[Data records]
──────────
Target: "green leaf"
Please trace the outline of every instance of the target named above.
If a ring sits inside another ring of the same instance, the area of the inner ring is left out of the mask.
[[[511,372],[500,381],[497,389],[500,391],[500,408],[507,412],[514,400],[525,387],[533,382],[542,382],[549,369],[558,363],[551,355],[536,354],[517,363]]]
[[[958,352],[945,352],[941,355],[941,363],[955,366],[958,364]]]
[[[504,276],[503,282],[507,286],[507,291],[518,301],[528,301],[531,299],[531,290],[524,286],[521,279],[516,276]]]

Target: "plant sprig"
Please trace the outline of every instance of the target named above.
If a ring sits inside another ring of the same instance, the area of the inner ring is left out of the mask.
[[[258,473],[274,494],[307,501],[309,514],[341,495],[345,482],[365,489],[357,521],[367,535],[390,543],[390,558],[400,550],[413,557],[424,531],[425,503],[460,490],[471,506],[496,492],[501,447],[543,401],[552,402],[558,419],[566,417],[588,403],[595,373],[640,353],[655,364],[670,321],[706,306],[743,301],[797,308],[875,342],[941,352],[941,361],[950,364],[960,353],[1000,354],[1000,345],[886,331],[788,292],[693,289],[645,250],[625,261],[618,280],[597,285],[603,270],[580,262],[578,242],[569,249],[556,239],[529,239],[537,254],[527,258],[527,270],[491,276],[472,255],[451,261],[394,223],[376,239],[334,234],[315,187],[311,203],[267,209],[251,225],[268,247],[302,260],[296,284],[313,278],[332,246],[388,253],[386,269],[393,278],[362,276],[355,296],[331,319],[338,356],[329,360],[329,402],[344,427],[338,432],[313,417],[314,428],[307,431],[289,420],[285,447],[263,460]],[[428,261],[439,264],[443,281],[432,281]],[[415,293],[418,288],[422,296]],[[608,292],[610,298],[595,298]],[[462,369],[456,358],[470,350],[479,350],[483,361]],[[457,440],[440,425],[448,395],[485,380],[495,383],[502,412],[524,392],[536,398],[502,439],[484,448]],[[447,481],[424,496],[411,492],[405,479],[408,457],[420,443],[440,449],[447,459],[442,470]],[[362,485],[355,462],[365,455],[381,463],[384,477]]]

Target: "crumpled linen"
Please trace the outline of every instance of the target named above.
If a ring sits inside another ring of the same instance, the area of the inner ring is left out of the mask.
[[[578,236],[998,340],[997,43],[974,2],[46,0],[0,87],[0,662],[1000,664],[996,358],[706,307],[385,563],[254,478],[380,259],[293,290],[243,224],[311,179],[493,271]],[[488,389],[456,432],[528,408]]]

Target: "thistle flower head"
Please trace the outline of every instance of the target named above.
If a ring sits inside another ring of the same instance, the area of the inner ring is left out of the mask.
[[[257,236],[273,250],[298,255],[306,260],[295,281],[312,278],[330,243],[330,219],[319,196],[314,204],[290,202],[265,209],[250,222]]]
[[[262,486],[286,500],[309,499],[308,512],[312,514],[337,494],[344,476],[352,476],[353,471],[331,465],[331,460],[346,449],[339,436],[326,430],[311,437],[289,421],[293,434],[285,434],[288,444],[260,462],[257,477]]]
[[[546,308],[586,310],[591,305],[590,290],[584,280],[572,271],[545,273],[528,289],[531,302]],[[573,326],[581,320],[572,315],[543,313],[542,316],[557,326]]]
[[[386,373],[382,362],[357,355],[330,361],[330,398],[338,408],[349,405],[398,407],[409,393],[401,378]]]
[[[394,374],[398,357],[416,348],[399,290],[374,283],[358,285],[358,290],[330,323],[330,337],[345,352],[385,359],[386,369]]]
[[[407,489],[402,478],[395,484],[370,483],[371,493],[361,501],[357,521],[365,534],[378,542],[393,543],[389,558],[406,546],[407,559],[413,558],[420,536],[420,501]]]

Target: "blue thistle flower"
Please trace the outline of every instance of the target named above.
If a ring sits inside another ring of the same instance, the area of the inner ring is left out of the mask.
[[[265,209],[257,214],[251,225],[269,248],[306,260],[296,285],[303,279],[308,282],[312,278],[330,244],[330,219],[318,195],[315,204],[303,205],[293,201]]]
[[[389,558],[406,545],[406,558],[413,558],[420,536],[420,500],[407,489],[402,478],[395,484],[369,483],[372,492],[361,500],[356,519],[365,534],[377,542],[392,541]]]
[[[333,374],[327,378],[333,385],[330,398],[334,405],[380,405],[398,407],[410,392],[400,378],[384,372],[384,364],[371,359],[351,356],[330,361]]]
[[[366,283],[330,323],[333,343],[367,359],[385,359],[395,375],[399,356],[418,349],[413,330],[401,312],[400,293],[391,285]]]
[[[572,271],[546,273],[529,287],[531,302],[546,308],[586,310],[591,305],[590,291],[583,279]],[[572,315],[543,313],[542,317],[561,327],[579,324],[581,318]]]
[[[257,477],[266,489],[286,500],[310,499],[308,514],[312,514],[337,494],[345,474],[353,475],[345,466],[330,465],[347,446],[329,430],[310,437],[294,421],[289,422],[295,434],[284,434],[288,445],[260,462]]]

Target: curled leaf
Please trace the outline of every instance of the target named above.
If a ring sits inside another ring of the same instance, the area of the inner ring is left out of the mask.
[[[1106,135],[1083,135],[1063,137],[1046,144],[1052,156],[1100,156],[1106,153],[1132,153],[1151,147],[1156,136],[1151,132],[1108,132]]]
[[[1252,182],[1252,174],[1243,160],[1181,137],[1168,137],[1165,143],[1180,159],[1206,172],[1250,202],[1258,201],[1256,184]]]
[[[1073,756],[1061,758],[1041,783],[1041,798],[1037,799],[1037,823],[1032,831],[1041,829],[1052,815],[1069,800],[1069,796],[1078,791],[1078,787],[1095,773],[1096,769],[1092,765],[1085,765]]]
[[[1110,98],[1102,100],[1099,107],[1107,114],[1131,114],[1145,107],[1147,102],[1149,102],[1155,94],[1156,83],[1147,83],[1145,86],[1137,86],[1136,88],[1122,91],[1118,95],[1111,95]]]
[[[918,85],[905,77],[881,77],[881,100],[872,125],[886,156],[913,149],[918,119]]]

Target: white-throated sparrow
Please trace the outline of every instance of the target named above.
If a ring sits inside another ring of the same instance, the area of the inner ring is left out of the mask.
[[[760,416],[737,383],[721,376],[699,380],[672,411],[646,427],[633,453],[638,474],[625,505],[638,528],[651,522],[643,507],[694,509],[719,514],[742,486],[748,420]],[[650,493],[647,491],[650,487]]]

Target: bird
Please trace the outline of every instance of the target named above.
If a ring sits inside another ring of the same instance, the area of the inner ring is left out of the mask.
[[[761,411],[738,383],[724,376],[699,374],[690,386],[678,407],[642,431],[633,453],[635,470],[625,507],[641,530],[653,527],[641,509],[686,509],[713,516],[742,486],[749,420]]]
──────────
__GIVEN PROBLEM__
Count the lines in the items above that contain the string "leaf". Reply with the number alone.

__TASK RESPONSE__
2